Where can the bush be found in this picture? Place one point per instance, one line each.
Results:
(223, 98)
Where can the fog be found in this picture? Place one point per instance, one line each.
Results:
· · · ·
◆ Exercise requirements
All lines of the listing that contain the word "each" should be copied out.

◆ Answer space
Where can the bush be found in this picture? Place one point per instance, one line each.
Where can the fog be found in this picture? Place one point per instance, one line each.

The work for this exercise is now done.